TASK REQUIREMENTS:
**A.** In the text on extraordinary courts, who nominates the candidates from whom the judges of the Extraordinary Chambers in the Courts of Cambodia are selected?
**B.** In the listing, swap "Format example" for "Sample format" in the lines starting with the line with "Category: brick building" and going on through the line with "pixel 647 392", changing nothing else, and give back only those lines.

TEXT SEGMENT:
* begin *
An extraordinary court, or special court, is a type of court that is established outside of ordinary judiciary, composed of irregularly selected judges or applying irregular procedure for judgment. Since extraordinary courts can be abused to infringe fundamental rights of individuals, most modern countries ban such courts by constitution or statutes. Usually, modern military courts judged by courts-martial are regarded as examples of extraordinary courts.

== By country ==

=== Cambodia ===

An extraordinary court is the Extraordinary Chambers in the Courts of Cambodia, which is basically a chamber in the national court of Cambodia that is specially designed to judge crimes of the Khmer Rouge such as the Cambodian genocide, but its judges are not of the ordinary Cambodian judiciary but are selected among international candidates nominated by Secretary-General of the United Nations, according to an agreement between United Nations and the Cambodian government.
* end *
[Extracted data entries]
* begin *
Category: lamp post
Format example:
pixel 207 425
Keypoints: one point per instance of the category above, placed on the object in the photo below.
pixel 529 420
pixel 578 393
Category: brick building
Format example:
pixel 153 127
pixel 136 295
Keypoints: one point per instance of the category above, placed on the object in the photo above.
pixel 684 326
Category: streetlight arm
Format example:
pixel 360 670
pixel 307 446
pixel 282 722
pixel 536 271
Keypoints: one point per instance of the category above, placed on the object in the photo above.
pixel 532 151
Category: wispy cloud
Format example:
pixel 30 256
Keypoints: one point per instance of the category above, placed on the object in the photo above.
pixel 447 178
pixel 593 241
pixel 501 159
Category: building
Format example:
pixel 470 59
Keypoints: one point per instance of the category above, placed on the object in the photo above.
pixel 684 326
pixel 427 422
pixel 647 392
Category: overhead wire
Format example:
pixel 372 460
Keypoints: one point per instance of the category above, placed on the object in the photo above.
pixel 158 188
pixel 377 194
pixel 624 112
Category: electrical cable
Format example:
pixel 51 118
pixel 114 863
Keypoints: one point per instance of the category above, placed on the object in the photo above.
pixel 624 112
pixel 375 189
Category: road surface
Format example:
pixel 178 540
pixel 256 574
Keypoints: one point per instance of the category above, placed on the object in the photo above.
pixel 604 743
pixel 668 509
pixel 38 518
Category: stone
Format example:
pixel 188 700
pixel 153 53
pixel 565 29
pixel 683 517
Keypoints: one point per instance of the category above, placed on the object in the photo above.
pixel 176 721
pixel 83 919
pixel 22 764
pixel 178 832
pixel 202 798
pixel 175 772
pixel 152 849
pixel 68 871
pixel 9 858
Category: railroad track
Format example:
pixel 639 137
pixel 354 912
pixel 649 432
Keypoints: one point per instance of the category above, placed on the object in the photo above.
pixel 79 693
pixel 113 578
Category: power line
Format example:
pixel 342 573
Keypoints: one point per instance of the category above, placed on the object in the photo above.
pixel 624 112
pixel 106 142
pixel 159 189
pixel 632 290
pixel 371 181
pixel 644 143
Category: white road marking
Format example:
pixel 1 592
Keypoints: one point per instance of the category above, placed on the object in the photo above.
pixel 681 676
* end *
PROBLEM SOLUTIONS:
**A.** The Secretary-General of the United Nations.

**B.**
Category: brick building
Sample format:
pixel 153 127
pixel 136 295
Keypoints: one point per instance of the category above, placed on the object in the photo above.
pixel 684 326
Category: streetlight arm
Sample format:
pixel 360 670
pixel 307 446
pixel 282 722
pixel 536 271
Keypoints: one point per instance of the category above, placed on the object in the photo above.
pixel 532 151
Category: wispy cloud
Sample format:
pixel 30 256
Keypoints: one point per instance of the category above, placed on the object in the photo above.
pixel 447 178
pixel 593 241
pixel 501 159
Category: building
Sample format:
pixel 470 59
Keypoints: one point per instance of the category above, placed on the object in the photo above.
pixel 684 326
pixel 427 422
pixel 647 392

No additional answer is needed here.